Your output is to consist only of the line containing "Reviewer note: confirm that each instance of the coral" and the lines after it, through the end of the data, reproduced exactly.

****

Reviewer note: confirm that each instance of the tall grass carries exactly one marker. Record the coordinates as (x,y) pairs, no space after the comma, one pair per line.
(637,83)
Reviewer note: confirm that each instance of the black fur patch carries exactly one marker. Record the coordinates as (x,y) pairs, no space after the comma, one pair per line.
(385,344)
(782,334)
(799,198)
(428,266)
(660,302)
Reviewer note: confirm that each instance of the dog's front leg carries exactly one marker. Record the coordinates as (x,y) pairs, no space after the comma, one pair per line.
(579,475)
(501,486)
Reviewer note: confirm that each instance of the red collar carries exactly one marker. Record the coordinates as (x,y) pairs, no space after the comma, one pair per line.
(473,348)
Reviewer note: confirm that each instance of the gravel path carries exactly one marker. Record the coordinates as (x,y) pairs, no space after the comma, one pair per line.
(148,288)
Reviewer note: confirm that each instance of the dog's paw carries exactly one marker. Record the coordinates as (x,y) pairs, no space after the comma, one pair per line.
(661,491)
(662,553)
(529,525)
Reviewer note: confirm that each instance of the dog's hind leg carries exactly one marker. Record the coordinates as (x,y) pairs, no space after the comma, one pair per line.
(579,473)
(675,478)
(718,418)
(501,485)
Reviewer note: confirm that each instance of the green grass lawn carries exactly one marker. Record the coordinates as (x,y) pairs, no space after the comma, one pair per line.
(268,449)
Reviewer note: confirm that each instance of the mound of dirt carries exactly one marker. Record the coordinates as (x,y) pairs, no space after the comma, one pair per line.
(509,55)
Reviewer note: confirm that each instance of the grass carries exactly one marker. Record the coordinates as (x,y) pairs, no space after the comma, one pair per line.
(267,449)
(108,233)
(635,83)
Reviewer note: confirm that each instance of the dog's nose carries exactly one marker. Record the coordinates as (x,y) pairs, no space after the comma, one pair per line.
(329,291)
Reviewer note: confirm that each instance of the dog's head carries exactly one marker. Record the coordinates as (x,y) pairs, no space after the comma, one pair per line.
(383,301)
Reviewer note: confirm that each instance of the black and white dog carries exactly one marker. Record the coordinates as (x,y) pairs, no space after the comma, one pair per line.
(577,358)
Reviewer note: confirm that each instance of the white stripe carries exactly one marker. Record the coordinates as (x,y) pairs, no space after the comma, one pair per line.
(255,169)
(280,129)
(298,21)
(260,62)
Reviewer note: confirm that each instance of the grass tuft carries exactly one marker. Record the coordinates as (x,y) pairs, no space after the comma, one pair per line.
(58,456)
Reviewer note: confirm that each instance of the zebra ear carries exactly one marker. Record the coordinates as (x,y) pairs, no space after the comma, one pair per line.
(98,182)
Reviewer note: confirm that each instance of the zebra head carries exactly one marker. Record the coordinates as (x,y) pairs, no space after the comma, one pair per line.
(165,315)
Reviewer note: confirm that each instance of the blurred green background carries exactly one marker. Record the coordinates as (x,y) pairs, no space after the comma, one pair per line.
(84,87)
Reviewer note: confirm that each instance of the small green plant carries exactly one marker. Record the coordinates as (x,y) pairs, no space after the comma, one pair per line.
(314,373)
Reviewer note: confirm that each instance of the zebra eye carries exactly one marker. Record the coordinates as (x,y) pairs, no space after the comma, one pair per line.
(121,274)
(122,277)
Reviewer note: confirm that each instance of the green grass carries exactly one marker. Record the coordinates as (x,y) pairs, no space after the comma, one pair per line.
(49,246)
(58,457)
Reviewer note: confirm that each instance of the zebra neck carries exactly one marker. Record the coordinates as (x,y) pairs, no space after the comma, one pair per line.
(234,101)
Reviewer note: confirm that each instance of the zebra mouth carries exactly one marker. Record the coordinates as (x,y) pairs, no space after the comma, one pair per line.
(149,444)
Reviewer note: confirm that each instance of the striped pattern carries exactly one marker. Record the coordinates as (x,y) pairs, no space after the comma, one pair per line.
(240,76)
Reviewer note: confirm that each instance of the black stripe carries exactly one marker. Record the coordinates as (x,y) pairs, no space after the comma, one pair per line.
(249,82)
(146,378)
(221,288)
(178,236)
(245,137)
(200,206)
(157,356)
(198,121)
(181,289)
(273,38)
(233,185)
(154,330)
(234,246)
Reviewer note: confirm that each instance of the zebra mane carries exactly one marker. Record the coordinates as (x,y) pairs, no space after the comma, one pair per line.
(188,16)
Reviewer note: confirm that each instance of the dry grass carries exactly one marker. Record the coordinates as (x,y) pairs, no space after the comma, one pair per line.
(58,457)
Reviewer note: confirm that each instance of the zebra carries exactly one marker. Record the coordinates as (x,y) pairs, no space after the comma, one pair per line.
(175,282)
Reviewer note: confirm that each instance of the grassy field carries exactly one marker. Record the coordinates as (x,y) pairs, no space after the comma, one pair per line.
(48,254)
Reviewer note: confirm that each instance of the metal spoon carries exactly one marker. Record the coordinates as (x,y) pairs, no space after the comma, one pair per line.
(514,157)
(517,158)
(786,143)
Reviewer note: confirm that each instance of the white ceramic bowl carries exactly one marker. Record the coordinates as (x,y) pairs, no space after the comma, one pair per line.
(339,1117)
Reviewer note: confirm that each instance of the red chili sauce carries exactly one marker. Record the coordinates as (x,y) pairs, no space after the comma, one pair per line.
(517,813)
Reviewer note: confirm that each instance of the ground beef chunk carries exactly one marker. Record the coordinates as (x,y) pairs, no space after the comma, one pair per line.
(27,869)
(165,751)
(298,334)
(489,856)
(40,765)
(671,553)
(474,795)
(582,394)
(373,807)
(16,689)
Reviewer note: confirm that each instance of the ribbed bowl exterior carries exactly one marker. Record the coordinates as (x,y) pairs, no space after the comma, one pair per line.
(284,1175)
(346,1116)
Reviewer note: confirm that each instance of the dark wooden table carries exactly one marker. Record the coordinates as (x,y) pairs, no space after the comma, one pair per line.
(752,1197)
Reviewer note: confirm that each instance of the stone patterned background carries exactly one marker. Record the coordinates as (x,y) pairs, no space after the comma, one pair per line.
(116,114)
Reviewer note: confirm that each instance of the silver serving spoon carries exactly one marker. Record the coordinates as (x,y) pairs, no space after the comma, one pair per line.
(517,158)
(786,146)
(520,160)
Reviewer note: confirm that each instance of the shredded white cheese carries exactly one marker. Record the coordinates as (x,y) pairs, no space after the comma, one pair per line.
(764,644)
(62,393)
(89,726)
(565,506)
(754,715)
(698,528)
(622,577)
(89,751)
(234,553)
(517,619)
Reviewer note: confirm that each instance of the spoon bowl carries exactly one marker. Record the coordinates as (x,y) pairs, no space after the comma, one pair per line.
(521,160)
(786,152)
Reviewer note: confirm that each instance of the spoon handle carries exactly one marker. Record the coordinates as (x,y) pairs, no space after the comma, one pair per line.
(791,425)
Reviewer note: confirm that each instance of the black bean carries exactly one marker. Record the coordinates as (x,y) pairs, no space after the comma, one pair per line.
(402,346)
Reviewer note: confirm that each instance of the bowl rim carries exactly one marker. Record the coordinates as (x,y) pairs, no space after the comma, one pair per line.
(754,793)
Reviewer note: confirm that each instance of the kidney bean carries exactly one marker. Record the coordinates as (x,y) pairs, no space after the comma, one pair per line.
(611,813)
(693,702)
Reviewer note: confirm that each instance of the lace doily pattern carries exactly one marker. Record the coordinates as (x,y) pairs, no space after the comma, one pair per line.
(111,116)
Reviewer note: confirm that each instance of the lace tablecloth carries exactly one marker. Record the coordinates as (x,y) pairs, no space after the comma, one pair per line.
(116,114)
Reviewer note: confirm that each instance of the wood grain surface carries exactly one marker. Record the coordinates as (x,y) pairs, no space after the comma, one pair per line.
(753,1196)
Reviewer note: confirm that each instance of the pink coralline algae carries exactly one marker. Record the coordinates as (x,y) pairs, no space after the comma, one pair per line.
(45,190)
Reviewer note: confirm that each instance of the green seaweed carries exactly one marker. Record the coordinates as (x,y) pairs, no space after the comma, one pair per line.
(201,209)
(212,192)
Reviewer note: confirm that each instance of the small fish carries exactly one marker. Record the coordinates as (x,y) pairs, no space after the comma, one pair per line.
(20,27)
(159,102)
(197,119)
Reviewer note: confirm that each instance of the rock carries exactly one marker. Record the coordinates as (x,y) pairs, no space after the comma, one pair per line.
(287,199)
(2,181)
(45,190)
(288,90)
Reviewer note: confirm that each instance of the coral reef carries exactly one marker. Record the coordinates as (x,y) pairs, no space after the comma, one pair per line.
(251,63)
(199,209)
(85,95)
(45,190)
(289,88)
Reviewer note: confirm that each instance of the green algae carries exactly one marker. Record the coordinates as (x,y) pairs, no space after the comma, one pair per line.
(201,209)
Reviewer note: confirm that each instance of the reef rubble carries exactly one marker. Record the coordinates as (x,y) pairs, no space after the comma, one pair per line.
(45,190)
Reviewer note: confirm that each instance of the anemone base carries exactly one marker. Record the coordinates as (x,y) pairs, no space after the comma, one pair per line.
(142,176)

****

-- Worked solution --
Reviewer note: confirm that each instance of the coral reef carries exactly one marker. Record the coordinates as (x,y) pairs, no space after the comma, one pair per line.
(251,63)
(199,209)
(85,95)
(45,190)
(289,88)
Reviewer note: confirm that each instance of the green algae carries exactly one marker. Record the coordinates as (x,y) pairs, no space after the comma, one pair per line.
(201,209)
Reviewer note: confirm that each instance of the reef rubble carries exactly one marker. Record the coordinates as (x,y) pairs, no space after the comma, one pair per line.
(45,190)
Reviewer note: confirm that each instance of the anemone base carries exactly one marker. Record the coordinates as (x,y) pairs, no space after the comma, one pair per line.
(142,176)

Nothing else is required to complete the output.